-- Provided data --
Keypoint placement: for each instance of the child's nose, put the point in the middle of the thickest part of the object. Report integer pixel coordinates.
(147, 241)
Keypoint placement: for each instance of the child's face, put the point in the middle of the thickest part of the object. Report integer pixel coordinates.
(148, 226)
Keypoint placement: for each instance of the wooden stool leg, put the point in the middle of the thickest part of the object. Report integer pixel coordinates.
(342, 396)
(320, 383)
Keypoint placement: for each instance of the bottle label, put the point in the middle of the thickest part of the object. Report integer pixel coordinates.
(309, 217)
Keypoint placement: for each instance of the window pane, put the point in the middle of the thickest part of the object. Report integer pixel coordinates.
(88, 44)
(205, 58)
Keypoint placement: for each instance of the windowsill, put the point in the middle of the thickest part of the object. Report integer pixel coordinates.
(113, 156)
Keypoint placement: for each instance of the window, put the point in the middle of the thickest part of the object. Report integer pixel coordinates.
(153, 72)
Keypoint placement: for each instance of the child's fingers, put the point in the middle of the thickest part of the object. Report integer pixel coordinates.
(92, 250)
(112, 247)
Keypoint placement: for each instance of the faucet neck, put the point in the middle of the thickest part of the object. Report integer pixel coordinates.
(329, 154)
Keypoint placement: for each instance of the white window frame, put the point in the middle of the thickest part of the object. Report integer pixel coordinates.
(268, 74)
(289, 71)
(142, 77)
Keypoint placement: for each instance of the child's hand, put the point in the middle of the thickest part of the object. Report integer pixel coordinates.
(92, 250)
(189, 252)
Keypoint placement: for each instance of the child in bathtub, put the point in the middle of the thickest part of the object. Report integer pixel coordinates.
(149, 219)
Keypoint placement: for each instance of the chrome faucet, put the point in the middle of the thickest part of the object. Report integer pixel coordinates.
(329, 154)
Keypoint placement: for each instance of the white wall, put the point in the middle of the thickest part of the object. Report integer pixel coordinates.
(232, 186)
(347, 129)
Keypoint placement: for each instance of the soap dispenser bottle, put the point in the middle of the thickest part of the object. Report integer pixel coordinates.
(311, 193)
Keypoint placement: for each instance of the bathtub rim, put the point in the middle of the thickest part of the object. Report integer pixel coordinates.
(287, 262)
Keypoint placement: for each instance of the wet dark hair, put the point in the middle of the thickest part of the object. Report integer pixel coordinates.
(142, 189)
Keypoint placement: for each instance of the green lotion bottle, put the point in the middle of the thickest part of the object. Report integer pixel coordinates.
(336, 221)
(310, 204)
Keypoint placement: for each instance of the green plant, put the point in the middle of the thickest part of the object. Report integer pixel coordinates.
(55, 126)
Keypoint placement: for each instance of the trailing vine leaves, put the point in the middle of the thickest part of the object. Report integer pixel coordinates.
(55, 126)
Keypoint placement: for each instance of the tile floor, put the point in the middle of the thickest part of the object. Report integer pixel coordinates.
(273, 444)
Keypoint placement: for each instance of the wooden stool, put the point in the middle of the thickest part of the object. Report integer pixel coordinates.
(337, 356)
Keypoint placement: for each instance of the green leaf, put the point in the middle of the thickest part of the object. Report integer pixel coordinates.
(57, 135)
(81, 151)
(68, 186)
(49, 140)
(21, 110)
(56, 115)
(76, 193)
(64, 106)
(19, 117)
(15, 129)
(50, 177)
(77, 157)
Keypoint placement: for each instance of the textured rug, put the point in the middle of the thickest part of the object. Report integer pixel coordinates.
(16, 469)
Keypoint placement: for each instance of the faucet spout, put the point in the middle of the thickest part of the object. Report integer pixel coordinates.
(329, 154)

-- Requirement --
Output the whole listing exactly.

-- Answer for the task --
Keypoint placement: for each instance of the child's nose, put the point in the middle of the thickest part of the object. Report integer pixel coordinates.
(147, 241)
Keypoint placement: for each instance of the child's face, put the point in the middle of the thickest part of the object. Report integer pixel coordinates.
(148, 226)
Keypoint placement: for each instance of the wooden stool leg, put the point in the middle of the thickest part of the object. Report integer pixel coordinates.
(342, 396)
(320, 383)
Keypoint placement: for each instance of the bottle label, put the point in the middle of the thickest part of the object. Report integer pixel coordinates.
(309, 217)
Keypoint placement: for each instance of the window pane, put the point in the middle of the thickest part of the object. Report integer pixel coordinates.
(88, 44)
(205, 58)
Keypoint placement: for each instance of the windowsill, put the point in the middle of the thickest part of the object. Report integer pixel coordinates.
(113, 156)
Keypoint placement: for each instance of the window, put the point in the middle of the thickest part of the object. Report integer pixel coordinates.
(153, 72)
Keypoint placement: for each instance of the child's fingers, put the point in the middle of the thickest part of the object. Report integer pixel coordinates.
(92, 250)
(112, 247)
Keypoint placement: for each instance of the faucet neck, put the point in the middle of the thickest part of the object. Report integer pixel coordinates.
(329, 154)
Keypoint placement: for each instance of the white window frame, put the point in the middle of the thickest part of the object. Report integer pixel coordinates.
(268, 74)
(289, 71)
(142, 77)
Keypoint placement: for each instance of the child's hand, put the point in the middle of the thickest part of the object. Report integer pixel coordinates.
(92, 250)
(189, 252)
Keypoint placement: for each instance of the child in bathtub, put the point in the middle of the thickest part of the object. Report integer pixel coordinates.
(149, 219)
Keypoint placement: for each instance of the chrome faucet, put the point in the middle of the thickest part of the object. Report integer pixel coordinates.
(329, 154)
Keypoint placement: for each instance of the white wall, put the point in the middle of the thickest part of the object. Report integer pixel coordinates.
(232, 186)
(347, 129)
Keypoint placement: for each instance of the soap dispenser bottle, put the point in the middle of the thickest part of the object. Report integer pixel coordinates.
(311, 193)
Keypoint placement: for each instance of the bathtub rim, put the point in the middle of the thickest part of the object. Report integer pixel coordinates.
(287, 262)
Keypoint placement: for each instance of the wet dark hair, put the point in the middle of the thickest part of the object. Report integer pixel coordinates.
(142, 189)
Keypoint placement: for each instance of the green lotion bottle, put the point in the middle of the thickest part of the object. Report integer pixel coordinates.
(336, 221)
(310, 204)
Keypoint placement: for each instance of the green plant, put the point in the middle of the thickest part of the object. Report integer pixel coordinates.
(55, 126)
Keypoint placement: for each instance of the trailing vine leaves, put the point in the middle of the thickest part of the object. Report integer pixel coordinates.
(55, 126)
Keypoint placement: for each instance of the tile floor, put the point in the middle of the thickest part of the object. Report integer pixel coordinates.
(273, 444)
Keypoint placement: for each instance of the wooden stool, put the point in the middle of the thickest part of the object. Report integer pixel coordinates.
(337, 356)
Keypoint placement: for each instance of the green leaf, put the point in the middle of the thickest part of the object. Report integer pixel coordinates.
(57, 135)
(81, 151)
(68, 186)
(49, 140)
(21, 110)
(56, 115)
(76, 193)
(64, 106)
(19, 117)
(15, 129)
(50, 177)
(77, 157)
Keypoint placement: for each instance of the textured rug, put the point in the middle of the thickest part of the object. Report integer pixel coordinates.
(16, 469)
Keypoint placement: for each instance of the faucet spout, put the point in the middle of the thickest part of the object. Report integer pixel coordinates.
(329, 154)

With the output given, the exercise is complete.